BEGIN Records for the exercise

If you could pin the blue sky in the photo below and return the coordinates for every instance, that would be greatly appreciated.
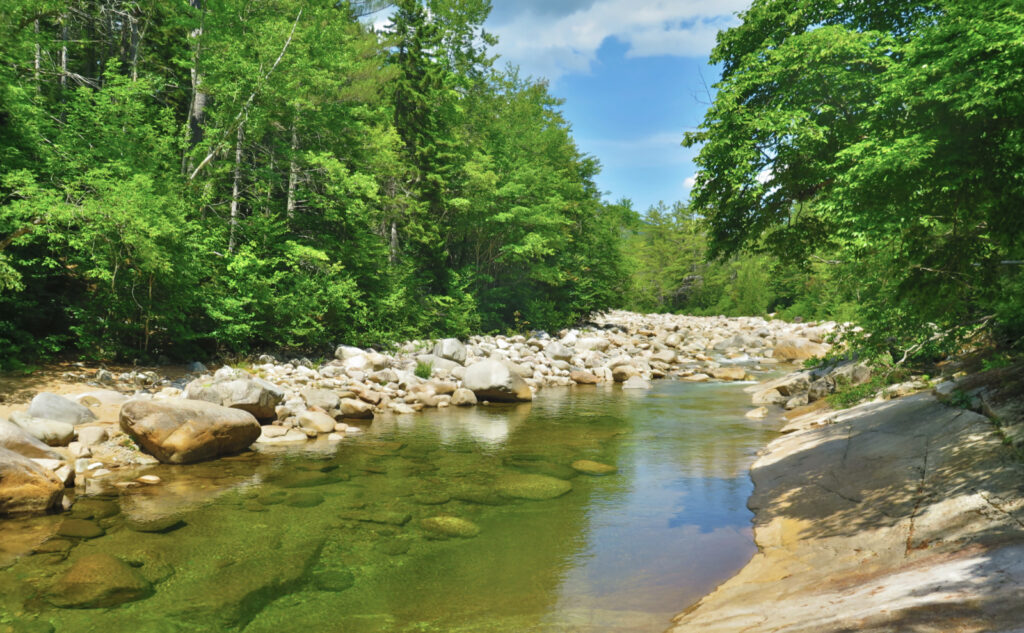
(634, 75)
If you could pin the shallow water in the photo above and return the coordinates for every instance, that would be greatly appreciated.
(330, 537)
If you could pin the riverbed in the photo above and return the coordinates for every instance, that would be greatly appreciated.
(329, 536)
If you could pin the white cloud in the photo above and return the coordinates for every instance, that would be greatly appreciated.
(552, 45)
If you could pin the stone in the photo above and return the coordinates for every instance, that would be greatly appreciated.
(531, 487)
(463, 397)
(80, 529)
(798, 348)
(496, 381)
(583, 378)
(450, 526)
(622, 373)
(315, 421)
(636, 382)
(96, 581)
(325, 398)
(451, 349)
(185, 431)
(50, 432)
(352, 408)
(15, 438)
(27, 488)
(91, 435)
(728, 373)
(59, 409)
(757, 414)
(590, 467)
(238, 389)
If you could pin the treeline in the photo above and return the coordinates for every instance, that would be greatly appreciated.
(671, 270)
(209, 176)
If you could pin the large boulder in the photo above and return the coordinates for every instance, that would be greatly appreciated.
(53, 407)
(238, 389)
(494, 380)
(797, 348)
(184, 431)
(27, 488)
(96, 581)
(15, 438)
(451, 349)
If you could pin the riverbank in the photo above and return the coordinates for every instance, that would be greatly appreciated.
(898, 515)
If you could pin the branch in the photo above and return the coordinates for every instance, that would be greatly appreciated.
(245, 109)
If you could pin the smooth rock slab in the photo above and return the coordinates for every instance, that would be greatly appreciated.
(450, 526)
(98, 581)
(531, 487)
(185, 431)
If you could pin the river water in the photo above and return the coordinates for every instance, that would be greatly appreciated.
(332, 537)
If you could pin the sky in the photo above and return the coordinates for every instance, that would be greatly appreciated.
(634, 75)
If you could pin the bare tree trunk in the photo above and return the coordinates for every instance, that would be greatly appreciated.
(236, 187)
(293, 169)
(197, 107)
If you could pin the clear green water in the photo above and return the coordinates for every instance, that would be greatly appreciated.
(330, 539)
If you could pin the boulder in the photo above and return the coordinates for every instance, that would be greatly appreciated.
(15, 438)
(315, 421)
(50, 432)
(53, 407)
(494, 380)
(27, 488)
(351, 408)
(238, 389)
(185, 431)
(797, 348)
(451, 349)
(463, 397)
(96, 581)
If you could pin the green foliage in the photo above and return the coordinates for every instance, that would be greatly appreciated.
(200, 178)
(883, 135)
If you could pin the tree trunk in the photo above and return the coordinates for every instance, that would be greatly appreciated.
(236, 187)
(293, 170)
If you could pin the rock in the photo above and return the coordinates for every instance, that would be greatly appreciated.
(463, 397)
(450, 526)
(53, 407)
(636, 383)
(15, 438)
(587, 466)
(325, 398)
(80, 529)
(493, 380)
(238, 389)
(98, 581)
(50, 432)
(623, 373)
(91, 435)
(728, 373)
(583, 378)
(315, 421)
(27, 488)
(796, 348)
(351, 408)
(757, 414)
(185, 431)
(532, 487)
(451, 349)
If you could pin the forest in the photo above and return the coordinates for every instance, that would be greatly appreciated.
(201, 177)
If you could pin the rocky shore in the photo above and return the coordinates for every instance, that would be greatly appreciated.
(895, 515)
(121, 423)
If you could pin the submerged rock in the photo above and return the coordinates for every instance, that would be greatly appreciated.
(96, 581)
(450, 526)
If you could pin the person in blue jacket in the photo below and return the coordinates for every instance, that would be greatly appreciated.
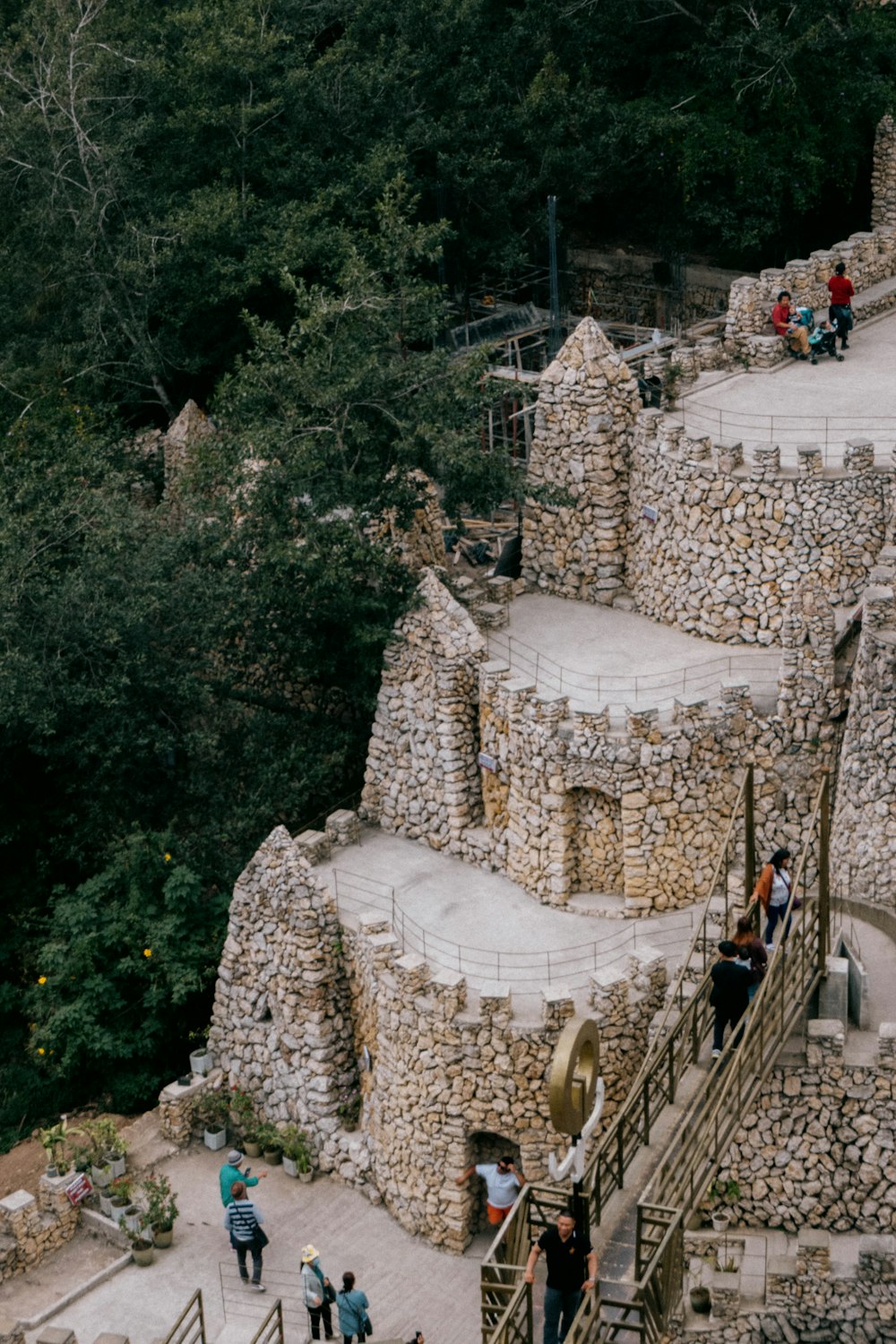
(352, 1311)
(230, 1172)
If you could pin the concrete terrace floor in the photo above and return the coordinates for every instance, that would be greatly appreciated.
(462, 918)
(796, 405)
(603, 656)
(409, 1284)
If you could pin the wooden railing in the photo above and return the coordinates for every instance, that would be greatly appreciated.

END Records for the exercise

Your instructions :: Your answer must be an exact repeat of the records above, with no pictures in it.

Finished exercise ::
If you could pin the blue sky in the photo below and return the coordinates for every instance, that would be greatly appreciated.
(634, 75)
If you could pin the shallow water in the photo above and return the coordinates for every instance, that would be greatly appreciated.
(330, 537)
If you could pin the riverbed in the photo above and return the coordinates for every instance, that would be greatly appreciated.
(329, 536)
If you could pin the white cloud in the photo above and return the coordinates for every instance, that would be greatly appreciated.
(552, 45)
If you could pin the stone in the photo above and return the coordinates for every instance, that would be greatly appreciated.
(531, 487)
(463, 397)
(80, 529)
(798, 348)
(496, 381)
(583, 378)
(450, 526)
(622, 373)
(315, 421)
(636, 382)
(96, 581)
(325, 398)
(451, 349)
(185, 431)
(50, 432)
(352, 408)
(15, 438)
(27, 488)
(91, 435)
(728, 373)
(59, 409)
(757, 414)
(590, 467)
(238, 389)
If you could pin the treeline in the photo above and return the coordinates for every instance, that would be greatly appreciated.
(671, 270)
(209, 176)
If you could pin the large boulder in the photo above and return the coordinates for every instance, that would be greatly appreciated.
(53, 407)
(238, 389)
(494, 380)
(797, 348)
(184, 431)
(27, 488)
(96, 581)
(15, 438)
(451, 349)
If you could pin the riverbank in the photo above and return the coordinates for every instance, that would be greatly appreciated.
(898, 515)
If you could pin the branch in the photo above and return the coordinates for every instance, that would be greatly appreciated.
(245, 109)
If you could pin the smooth rock slab in the photo above and return the coordinates for every instance, that would be greatly appreciated.
(450, 526)
(98, 581)
(531, 487)
(185, 431)
If you could pin the river water in the photo above and return the coordinates for every instance, that would be greatly appreciated.
(332, 537)
If you could pin the sky in the photo above and return the coordinates for every instance, that would be greatly appreciated.
(634, 75)
If you could pin the bare tree trunk in the photo above and return the coordinates for every instance, that would be greatly appreciated.
(236, 187)
(293, 169)
(197, 107)
If you could pin the clear green water in the photo above and return the coordinates for every instance, that would be greatly appreciated.
(330, 539)
If you could pin the boulder in the photo above and return the coordinates for every instance, that would be greatly appreciated.
(15, 438)
(315, 421)
(50, 432)
(53, 407)
(494, 380)
(27, 488)
(351, 408)
(238, 389)
(185, 431)
(797, 348)
(451, 349)
(463, 397)
(96, 581)
If you could pin the green foliage in the photo above and return the coordinates for every instance, that would be greatly appreciated.
(200, 178)
(883, 135)
If you could pin the tree trunk in the photo above and return the coordinates for every instance, that would be greatly appreciated.
(236, 187)
(293, 170)
If you could pin the rock in the photo above and return the coordinates for every instance, that would be greatly appreciated.
(463, 397)
(450, 526)
(53, 407)
(636, 383)
(15, 438)
(587, 466)
(325, 398)
(80, 529)
(493, 380)
(238, 389)
(98, 581)
(50, 432)
(623, 373)
(91, 435)
(728, 373)
(583, 378)
(315, 421)
(27, 488)
(796, 348)
(351, 408)
(757, 414)
(185, 431)
(532, 487)
(451, 349)
If you could pin the forest in the photo above and return the coordinates for every instance, that would be greatly appreciated.
(201, 177)
If you could pin the rocky shore in the photo above and return the coordinates for every instance, that would be greatly appreciated.
(895, 515)
(121, 423)
If you could pin the submerged rock in the photo above and return the coordinates for every instance, that would be greatly appreciated.
(96, 581)
(450, 526)
If you could pin the person in blue jacket in the photo below and return the coordinates for every instance, that would be greatly appreciated.
(352, 1311)
(230, 1172)
If you could pin the concrete terrace floor in the photo above and return the coordinates for every instance, that would be greatly appreciated.
(462, 918)
(796, 405)
(603, 656)
(409, 1284)
If you could pin the wooden railing in the photo above and return the coordinates for every instance, that would be greatly appreciated.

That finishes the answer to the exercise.